Tuesday, February 24, 2009

I haven't had this much fun in a while. I've missed my friends, a lot. It was nice seeing everyone again last night that I haven't seen in quite some time. It is going to be happening more often from here on out.

I am also starting to appriciate the little things that I use to take for granted. My mom made me hot chocolate this morning. (: She does a lot of little things that I tend to not thank her for. She is the best!

It's easy to just get so in routine and pass by all the little things. I'm glad I am realizing this now rather than later. I know I will miss them when they are gone but I am hoping that they are around for quie a while. (:

I can't wait to have my best friend back home for a week. It has been almost a year, way too long. I am so stoked! JuJu<3


I wanted more from this..




edit;;;
Britani had her baby today! (: I am going to go see her later on, i'm excited.

Monday, February 23, 2009

Pick and Choose Your Battles

Someone once told me that when it comes to relationships you have to pick your battles because some things just work themselves out in time. You just have to figure out what is worth dealing with alone so that the end result will be better and what is worth trying to talk about it but we all know that talking with men never goes over well. They will always point the finger back to you, you just have to be strong enough to know that no matter what is said and done you stood up for yourself and what you thought was the problem. Don't even let a man tell you that you are dumb for being bothered by something. They can't always see the bigger picture and almost never see things from your point of view.

It makes a lot of sense really when I think about it and look at past relationships, my current one and other people's relationships.

It's time I learn when to keep my mouth shut and when to speak up. Clearly I always get the two mixed up..




This is when you take a step back and ask yourself,
"Is this what I really want with my life?"

Wednesday, February 18, 2009

Monday, February 16, 2009

It's time I slow down

and stop caring so much and just have fun.

I don't want to be so serious, this to be so serious.

So from here on out, It's just fun.

I'm done holding back, judge me all you want to. (:

Sunday, February 15, 2009

chocolate covered strawberries Pictures, Images and Photos

the way to win my heart. (:
mmmmmm

Thursday, February 12, 2009

I guess I'm not putting enough effort into this

because the efforts I am making

are clearly going unnoticed.

→ Required action
Continue the personal blog entries above from their last line, in the same casual voice.

→ Data excerpts
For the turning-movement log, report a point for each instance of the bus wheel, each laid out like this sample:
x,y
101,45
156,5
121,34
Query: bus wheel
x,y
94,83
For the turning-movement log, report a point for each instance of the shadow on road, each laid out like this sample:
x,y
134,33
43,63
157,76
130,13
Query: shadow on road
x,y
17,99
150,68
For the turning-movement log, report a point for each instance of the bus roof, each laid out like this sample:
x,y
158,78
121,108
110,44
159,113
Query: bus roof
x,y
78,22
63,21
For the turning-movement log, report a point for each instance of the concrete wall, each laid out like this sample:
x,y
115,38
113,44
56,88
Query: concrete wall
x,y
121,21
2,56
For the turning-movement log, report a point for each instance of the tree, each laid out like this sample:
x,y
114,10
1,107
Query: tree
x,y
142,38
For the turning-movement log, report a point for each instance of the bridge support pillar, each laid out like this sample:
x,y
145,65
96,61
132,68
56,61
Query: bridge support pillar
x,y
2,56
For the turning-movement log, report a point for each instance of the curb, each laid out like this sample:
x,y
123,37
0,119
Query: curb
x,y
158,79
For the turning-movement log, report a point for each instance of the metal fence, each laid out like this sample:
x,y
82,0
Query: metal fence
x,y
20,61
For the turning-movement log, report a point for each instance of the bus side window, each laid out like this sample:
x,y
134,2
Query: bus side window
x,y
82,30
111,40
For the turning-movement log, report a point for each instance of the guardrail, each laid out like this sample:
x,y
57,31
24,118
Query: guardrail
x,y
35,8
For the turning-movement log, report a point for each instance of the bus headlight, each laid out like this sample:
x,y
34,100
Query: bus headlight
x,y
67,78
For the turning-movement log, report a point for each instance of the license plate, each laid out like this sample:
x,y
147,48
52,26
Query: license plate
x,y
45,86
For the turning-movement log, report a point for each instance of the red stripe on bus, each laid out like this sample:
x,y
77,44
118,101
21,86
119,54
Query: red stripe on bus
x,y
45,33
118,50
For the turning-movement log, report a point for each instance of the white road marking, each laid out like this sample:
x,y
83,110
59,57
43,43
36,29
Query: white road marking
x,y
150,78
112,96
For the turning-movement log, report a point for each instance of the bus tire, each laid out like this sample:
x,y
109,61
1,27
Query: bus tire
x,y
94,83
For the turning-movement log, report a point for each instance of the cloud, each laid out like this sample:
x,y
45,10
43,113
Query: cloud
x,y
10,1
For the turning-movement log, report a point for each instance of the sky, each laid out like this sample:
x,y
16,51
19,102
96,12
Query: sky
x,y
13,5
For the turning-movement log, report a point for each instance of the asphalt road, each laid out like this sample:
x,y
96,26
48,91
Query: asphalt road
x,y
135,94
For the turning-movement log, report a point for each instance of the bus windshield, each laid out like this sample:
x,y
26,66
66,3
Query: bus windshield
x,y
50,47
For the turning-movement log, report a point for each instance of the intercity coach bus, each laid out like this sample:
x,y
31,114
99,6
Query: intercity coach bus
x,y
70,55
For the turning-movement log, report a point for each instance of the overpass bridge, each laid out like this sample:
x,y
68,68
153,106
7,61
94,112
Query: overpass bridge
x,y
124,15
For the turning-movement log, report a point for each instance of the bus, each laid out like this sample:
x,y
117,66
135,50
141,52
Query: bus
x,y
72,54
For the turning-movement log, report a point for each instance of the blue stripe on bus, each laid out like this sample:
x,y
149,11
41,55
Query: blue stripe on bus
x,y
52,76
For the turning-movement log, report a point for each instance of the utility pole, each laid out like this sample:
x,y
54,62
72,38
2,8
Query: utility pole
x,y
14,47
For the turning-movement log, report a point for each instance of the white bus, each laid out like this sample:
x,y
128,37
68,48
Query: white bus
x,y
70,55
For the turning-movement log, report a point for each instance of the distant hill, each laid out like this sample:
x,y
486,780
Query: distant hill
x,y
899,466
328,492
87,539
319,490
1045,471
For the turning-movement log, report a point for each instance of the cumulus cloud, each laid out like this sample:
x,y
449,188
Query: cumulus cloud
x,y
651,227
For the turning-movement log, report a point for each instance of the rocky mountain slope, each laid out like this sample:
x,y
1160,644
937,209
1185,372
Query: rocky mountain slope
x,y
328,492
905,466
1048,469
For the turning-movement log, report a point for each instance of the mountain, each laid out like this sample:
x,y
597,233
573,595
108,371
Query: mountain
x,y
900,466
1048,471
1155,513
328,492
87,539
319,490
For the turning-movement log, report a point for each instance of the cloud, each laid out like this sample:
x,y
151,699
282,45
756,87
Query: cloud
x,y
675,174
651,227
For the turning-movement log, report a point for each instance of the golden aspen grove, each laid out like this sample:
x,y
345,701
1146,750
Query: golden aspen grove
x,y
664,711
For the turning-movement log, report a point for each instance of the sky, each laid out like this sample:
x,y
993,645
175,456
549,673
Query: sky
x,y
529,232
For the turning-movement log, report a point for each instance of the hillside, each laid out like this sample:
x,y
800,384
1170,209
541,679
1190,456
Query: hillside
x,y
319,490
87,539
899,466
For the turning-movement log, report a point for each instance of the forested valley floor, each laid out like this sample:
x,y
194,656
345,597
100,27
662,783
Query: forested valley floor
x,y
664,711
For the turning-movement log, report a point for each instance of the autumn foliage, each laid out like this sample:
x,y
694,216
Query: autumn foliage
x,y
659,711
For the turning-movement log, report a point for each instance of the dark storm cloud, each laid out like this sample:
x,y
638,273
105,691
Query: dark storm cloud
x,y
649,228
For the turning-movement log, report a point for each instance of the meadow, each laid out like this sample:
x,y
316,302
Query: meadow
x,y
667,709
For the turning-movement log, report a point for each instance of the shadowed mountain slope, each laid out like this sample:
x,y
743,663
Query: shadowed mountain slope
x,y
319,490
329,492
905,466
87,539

→ Answer box
I really am trying, I just wish you could see it too.

Wednesday, February 11, 2009

I FEEL LIKE A PIECE OF MEAT!

Lately everytime I sign on Myspace or Facebook all I have is a full inbox of messages from weridos.

WTF?

They all start by saying " I think you are so beautiful (or sexy) I would love to get to know you"

First of all, fuck the word sexy. I hate that word.
Second, they only want to get to know me because of how I look.
For all they know that isn't even my real picture. Maybe im 5'3 and 250 lbs.
I enjoy trips to mcdonalds about three times a day and I have no job and don't go to school so basically I am a waste of space because all I do is eat and sit around on my rather large ass all damn day.

Fuck. I am so over it.

I don't give a fuck about who you are or what you do for fun or in your spare time. I am in no way interested in you or what you have to offer. (esp since most of these guys are atleast 6 years older than me)

I have the most amazing person in my life currently and I don't want or need anyone else.

I just wish all these people would leave me alone. It is so annoying and all of the messages are basically the same. Telling me i'm pretty and asking for my number and if we can hangout. NO BITCH, YOU CAN'T HAVE MY NUMBER AND YOU WILL NEVER EVER HAVE A CHANCE WITH ME.

I must look like a skeeze or something, I don't know. I mean, I'm not even that pretty to begin with.

Sunday, February 8, 2009

Photobucket

I love when people take pictures of me sleeping.

Monday, February 2, 2009

Finally

taking the steps needed to start getting my life in order.

I couldn't be any more excited! (:

I just have to make it through this semester and then I am done with TCC and on my way to Massage Therapy.

No one is going to stop me this time. I am done letting other people control my life and what I do with it. It's time for me to step up. If you don't like it then you can kick rocks, as Branden would say. haha

(:

so stoked!

However, I will end up back in school to get my degree in Business it's just going to take me a while.